Texto da página:

^^^^^^^^

André Luiz B. Canuto

advogado@andrecanuto.adv.br

 Trata-se de uma ferramenta que possibilita a transferência de bens para que sejam administrados por um terceiro – seja pessoa física ou jurídica – em favor de quem os transferiu. O trustee, que é quem irá gerir o recurso, passa a ser o proprietário legal dos ativos. Dependendo do tipo de contrato, esse montante pode retornar ao investidor ou a seus herdeiros. Também existe a possibilidade de aplicação do capital em outra finalidade previamente combinada.

“Entre pessoas físicas, o trust é utilizado para prover descendência. A pessoa pode deixar o patrimônio no trust para que ele seja posteriormente destinado aos filhos e netos mediante determinados eventos, como a entrada na faculdade, por exemplo”, explica Salomão Neto (in O Trust e o Direito Brasileiro). O especialista destaca que também é possível que os investidores transfiram recursos ao trust para que o dinheiro seja utilizado em projetos de caridade. Nesse caso, o capital não irá retornar ao proprietário anterior.

^^^^^^^^

Tarefas propostas:
a. Transcreva, do texto sobre o trust, o trecho entre “advogado@andrecanuto.adv.br” e “finalidade previamente combinada.”, inclusive.
b. De acordo com o texto sobre o trust, quem passa a ser o proprietário legal dos ativos transferidos?

^^^^^^^^

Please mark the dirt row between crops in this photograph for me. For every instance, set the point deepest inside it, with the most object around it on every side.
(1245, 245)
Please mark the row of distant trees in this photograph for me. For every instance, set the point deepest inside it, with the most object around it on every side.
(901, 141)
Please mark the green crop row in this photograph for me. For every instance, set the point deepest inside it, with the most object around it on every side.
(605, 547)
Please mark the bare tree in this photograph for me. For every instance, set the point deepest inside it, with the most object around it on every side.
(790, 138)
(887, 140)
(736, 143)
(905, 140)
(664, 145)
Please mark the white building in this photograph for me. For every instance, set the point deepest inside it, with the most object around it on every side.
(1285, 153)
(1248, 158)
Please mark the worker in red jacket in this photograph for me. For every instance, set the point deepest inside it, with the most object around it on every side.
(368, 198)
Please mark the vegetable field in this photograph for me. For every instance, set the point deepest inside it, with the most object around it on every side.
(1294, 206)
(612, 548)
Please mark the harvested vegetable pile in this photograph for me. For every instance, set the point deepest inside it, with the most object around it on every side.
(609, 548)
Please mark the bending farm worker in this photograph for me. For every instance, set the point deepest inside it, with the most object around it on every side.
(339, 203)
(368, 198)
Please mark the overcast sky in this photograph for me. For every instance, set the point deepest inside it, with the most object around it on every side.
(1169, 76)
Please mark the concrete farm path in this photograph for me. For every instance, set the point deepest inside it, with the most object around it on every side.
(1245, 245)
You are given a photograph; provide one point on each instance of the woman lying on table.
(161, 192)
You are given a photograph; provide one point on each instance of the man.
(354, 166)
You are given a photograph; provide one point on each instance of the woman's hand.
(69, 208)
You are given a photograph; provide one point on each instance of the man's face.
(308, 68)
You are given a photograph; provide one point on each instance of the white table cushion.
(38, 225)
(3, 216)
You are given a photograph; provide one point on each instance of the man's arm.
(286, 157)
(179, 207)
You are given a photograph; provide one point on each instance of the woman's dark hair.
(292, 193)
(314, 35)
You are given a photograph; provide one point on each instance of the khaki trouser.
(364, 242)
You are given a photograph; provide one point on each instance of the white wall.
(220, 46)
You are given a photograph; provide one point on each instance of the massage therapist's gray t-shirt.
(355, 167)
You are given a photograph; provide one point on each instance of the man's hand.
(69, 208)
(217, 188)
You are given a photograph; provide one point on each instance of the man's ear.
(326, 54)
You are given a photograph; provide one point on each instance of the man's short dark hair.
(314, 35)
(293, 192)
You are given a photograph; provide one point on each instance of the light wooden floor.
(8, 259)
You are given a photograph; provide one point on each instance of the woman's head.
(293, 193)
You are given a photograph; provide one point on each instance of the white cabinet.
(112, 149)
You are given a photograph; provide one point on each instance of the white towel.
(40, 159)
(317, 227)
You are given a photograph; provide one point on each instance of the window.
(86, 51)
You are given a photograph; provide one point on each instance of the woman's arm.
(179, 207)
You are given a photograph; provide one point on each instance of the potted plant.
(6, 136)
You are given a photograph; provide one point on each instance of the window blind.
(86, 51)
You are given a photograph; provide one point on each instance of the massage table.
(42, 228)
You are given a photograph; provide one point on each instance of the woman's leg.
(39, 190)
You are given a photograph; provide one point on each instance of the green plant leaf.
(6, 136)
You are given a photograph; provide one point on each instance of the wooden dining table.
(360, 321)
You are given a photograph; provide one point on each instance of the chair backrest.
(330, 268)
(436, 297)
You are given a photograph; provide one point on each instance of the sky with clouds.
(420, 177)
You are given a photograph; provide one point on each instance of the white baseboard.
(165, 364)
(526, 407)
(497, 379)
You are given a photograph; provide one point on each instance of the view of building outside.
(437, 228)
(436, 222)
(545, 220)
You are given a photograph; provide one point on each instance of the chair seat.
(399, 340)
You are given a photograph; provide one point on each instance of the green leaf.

^^^^^^^^

Soluções das tarefas:
a.
advogado@andrecanuto.adv.br

 Trata-se de uma ferramenta que possibilita a transferência de bens para que sejam administrados por um terceiro – seja pessoa física ou jurídica – em favor de quem os transferiu. O trustee, que é quem irá gerir o recurso, passa a ser o proprietário legal dos ativos. Dependendo do tipo de contrato, esse montante pode retornar ao investidor ou a seus herdeiros. Também existe a possibilidade de aplicação do capital em outra finalidade previamente combinada.

b. O trustee, que é quem irá gerir o recurso.